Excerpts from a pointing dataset
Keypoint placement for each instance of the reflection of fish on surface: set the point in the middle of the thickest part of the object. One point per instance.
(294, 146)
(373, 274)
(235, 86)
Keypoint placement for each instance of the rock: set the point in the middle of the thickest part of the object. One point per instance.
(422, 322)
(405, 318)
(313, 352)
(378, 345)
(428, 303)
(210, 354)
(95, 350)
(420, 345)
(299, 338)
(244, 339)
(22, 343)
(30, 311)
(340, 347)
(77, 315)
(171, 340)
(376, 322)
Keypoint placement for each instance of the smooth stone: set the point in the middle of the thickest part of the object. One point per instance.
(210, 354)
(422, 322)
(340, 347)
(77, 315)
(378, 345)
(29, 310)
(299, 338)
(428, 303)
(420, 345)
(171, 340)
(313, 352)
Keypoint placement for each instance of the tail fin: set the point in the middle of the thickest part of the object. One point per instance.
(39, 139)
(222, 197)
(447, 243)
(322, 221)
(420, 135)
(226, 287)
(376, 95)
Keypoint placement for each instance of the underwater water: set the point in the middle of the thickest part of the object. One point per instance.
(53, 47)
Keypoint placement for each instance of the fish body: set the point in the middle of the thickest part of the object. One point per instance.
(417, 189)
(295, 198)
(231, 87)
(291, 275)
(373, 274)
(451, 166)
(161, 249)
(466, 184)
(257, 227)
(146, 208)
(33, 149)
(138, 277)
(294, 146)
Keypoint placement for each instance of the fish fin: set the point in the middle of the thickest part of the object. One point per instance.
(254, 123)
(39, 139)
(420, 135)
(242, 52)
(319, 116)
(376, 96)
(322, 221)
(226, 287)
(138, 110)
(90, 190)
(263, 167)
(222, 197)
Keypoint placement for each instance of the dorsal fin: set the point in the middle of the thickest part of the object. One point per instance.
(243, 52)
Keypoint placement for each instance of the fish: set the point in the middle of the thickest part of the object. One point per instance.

Instructions to follow →
Convert every line of the items above into a numbered list, one entry per line, with blank lines omitted.

Solution for this exercise →
1. Keypoint placement for each instance of the reflection of fish on surface: set the point in the middle of the thickest part of the object. One point per instance.
2. (294, 146)
3. (373, 274)
4. (235, 86)
5. Keypoint placement for each instance of the rock: set the point in the middle of the thickest part of the object. One point per instance.
6. (422, 322)
7. (405, 318)
8. (313, 352)
9. (378, 345)
10. (428, 303)
11. (210, 354)
12. (95, 350)
13. (420, 345)
14. (299, 338)
15. (244, 339)
16. (22, 343)
17. (30, 311)
18. (340, 347)
19. (77, 315)
20. (171, 340)
21. (376, 322)
22. Keypoint placement for each instance of the smooth stone: set the point in the middle of the thickest part of the object. One point per instance.
23. (210, 354)
24. (422, 322)
25. (340, 347)
26. (77, 315)
27. (378, 345)
28. (29, 310)
29. (299, 338)
30. (428, 303)
31. (420, 345)
32. (171, 340)
33. (313, 352)
34. Keypoint placement for each instance of the tail fin: set the point in the middle of the thickest part of the object. One point per instance.
35. (39, 139)
36. (222, 197)
37. (447, 243)
38. (322, 221)
39. (420, 135)
40. (226, 287)
41. (376, 95)
42. Keypoint placement for each instance of the underwater water: set the point in the middle of the thickest part of the object. One point per instance.
43. (53, 47)
44. Keypoint placement for each instance of the fish body: set the point in the middle of the thickest part of the object. One point per instance.
45. (417, 189)
46. (295, 198)
47. (231, 87)
48. (291, 275)
49. (373, 274)
50. (451, 166)
51. (161, 249)
52. (466, 184)
53. (257, 227)
54. (146, 208)
55. (33, 149)
56. (138, 277)
57. (294, 146)
58. Keypoint placement for each instance of the fish fin: set the point in the middle of the thickest part of the object. One point per instance.
59. (254, 123)
60. (39, 139)
61. (420, 135)
62. (242, 52)
63. (319, 116)
64. (376, 96)
65. (322, 221)
66. (226, 287)
67. (138, 110)
68. (90, 190)
69. (263, 167)
70. (222, 197)
71. Keypoint placement for each instance of the dorsal fin: set the point in the middle of the thickest part of the object. One point per instance.
72. (243, 52)
73. Keypoint placement for each instance of the fish: set the point in the middle of the thickest part of the object. One point per instance.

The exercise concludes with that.